++++ Records to process ++++

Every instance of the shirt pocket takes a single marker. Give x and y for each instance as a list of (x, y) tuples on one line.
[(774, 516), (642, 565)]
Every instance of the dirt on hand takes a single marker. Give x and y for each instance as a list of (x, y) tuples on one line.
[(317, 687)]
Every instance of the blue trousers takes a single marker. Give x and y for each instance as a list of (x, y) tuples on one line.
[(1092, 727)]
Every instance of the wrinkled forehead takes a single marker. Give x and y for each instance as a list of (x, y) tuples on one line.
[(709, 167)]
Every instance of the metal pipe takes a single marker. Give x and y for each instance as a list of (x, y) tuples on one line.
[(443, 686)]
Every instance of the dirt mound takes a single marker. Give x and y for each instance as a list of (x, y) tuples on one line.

++++
++++ Records to process ++++

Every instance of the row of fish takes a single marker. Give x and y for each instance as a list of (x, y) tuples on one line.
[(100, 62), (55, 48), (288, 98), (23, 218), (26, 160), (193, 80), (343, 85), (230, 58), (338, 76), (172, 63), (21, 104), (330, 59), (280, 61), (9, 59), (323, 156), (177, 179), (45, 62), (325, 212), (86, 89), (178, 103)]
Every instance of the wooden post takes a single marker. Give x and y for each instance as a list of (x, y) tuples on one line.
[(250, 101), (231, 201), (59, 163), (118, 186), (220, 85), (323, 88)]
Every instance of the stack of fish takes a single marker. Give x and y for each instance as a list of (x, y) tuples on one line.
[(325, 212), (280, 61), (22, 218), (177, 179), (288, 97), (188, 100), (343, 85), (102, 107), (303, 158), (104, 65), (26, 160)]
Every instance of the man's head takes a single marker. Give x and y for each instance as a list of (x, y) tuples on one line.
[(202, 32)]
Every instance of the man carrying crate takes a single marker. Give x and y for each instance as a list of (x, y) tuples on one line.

++++

Task requirements: Reproduce, word for word and in full, only the lines above that start at the line with "Every instance of the metal" and run through the line with "Every instance of the dirt mound", both ends included.

Written response:
Every instance of the metal pipe takes a single marker. Give x and y for each instance as a list of (x, y) tuples on one line.
[(443, 686)]
Every instance of the dirt mound takes a single marker. Give x and y for each instance as a list of (x, y) tuples on one line.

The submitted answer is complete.